## EXCERPTED PASSAGE

You haven't even told us your OS!
The simple solution is to use a local copy of R. It is probably the case
that few of those 1500 packages are used, and certainly that few are used
in each R session: you may also want to install locally any that are
heavily used.
We found it advantageous to do this for Windows users of R (where the
remote discs are mounted by SMB) quite a while ago, and more recently
moved to local installation of R on Linux machines. The issue was not
network load but latency for interactive users: although R is heavily used
here it is not a major component of our network load and we are rather
protecting R users against other applications that are much more
demanding.
On Mon, 23 Oct 2006, Claudio Lottaz wrote:
> Dear all,
>
> I wonder, if anybody experiences similar problems and if there are any
> simple solutions to be suggested. We observe that R causes a lot of
> network traffic and thus slows down the performance of the whole
> network. When tracing the network traffic on the machine which serves
> the R installation via NFS, we see thousands of requests at
> initialization of R processes and regular calls, probably to shared
> libraries. Is there a way to compile or run R such that it causes less
> load on the network?

## DATA EXTRACT
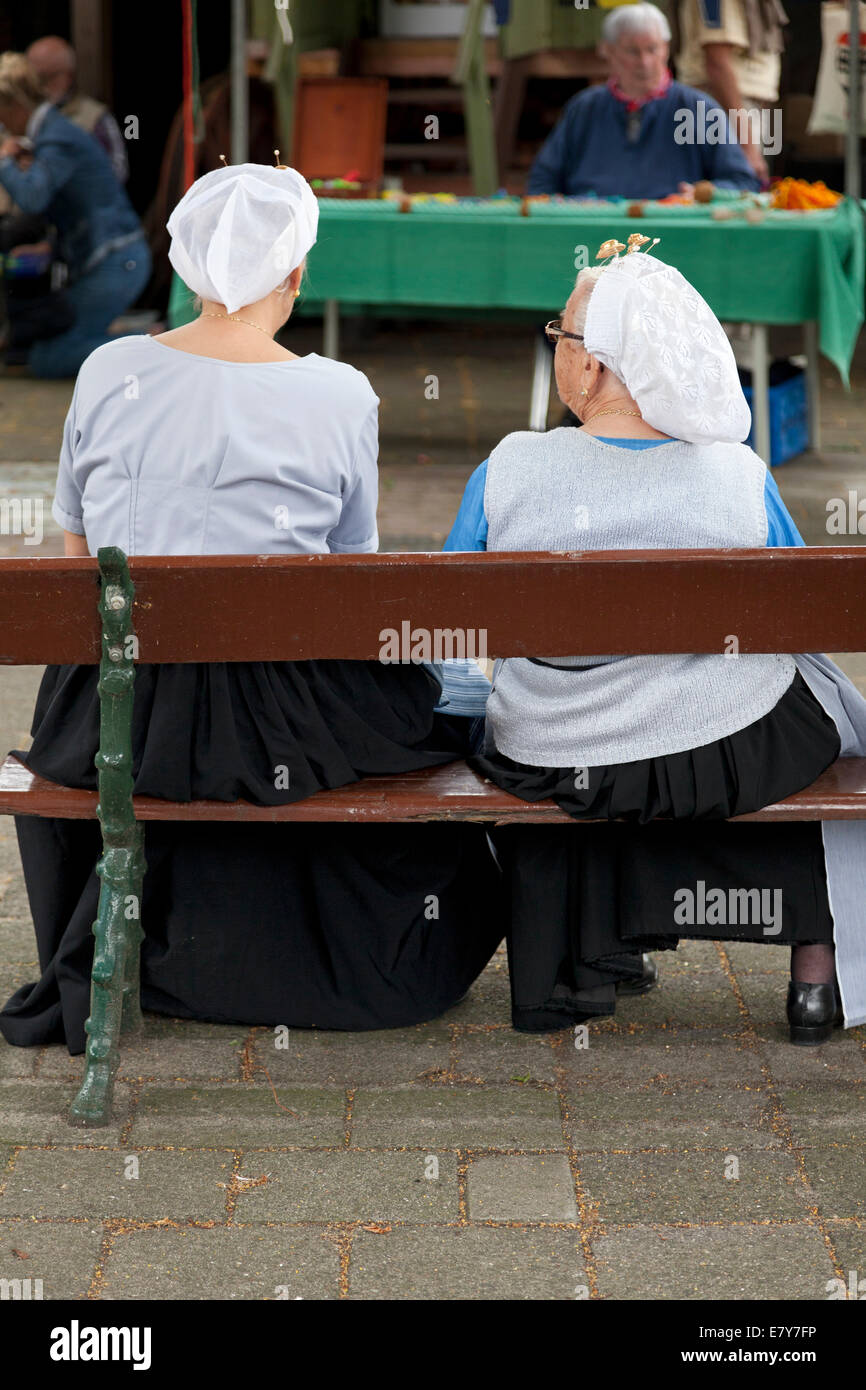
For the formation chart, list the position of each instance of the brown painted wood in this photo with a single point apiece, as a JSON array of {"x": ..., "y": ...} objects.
[
  {"x": 274, "y": 608},
  {"x": 451, "y": 792}
]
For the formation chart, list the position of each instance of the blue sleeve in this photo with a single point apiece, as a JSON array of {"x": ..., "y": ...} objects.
[
  {"x": 780, "y": 523},
  {"x": 469, "y": 531},
  {"x": 32, "y": 189}
]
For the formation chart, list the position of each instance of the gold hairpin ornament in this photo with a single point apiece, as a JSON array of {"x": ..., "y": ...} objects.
[{"x": 610, "y": 250}]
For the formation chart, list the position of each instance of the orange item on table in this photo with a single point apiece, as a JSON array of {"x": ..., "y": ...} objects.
[{"x": 797, "y": 193}]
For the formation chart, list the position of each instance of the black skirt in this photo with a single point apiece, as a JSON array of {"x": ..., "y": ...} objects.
[
  {"x": 305, "y": 925},
  {"x": 585, "y": 902}
]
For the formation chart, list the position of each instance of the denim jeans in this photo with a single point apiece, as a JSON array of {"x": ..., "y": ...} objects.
[{"x": 97, "y": 298}]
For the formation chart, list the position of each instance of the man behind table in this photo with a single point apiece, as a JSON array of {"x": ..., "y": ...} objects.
[{"x": 619, "y": 139}]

## TO BE DONE
a - According to the mailing-list reply about R and network load, what problem, rather than network load, led to installing R locally?
b - Translate this sentence from the mailing-list reply about R and network load into Spanish: "The simple solution is to use a local copy of R."
c - Write a continuation of the mailing-list exchange about R and network traffic, picking up after its final sentence.

## OUTPUTS FOR THE TASKS
a - Latency for interactive users.

b - La solución sencilla es usar una copia local de R.

c -
>
> Here is some information on our installation:
> - We use a single installation of R (version 2.3.1) loaded over NFS
> - there are approximately 1500 packages installed using ~8GB of disk
> - We use R on a queuing system running up to 50 processes in parallel
>
> The load on the machine which serves the R installation frequently rises up
to 5 or so although it is a dedicated machine.
> Any hints towards measures against network load are highly appreciated.
>
> Thanks,
> Claudio
>
>
>
--
Brian D. Ripley, ripley at stats.ox.ac.uk
Professor of Applied Statistics, http://www.stats.ox.ac.uk/~ripley/
University of Oxford, Tel: +44 1865 272861 (self)
1 South Parks Road, +44 1865 272866 (PA)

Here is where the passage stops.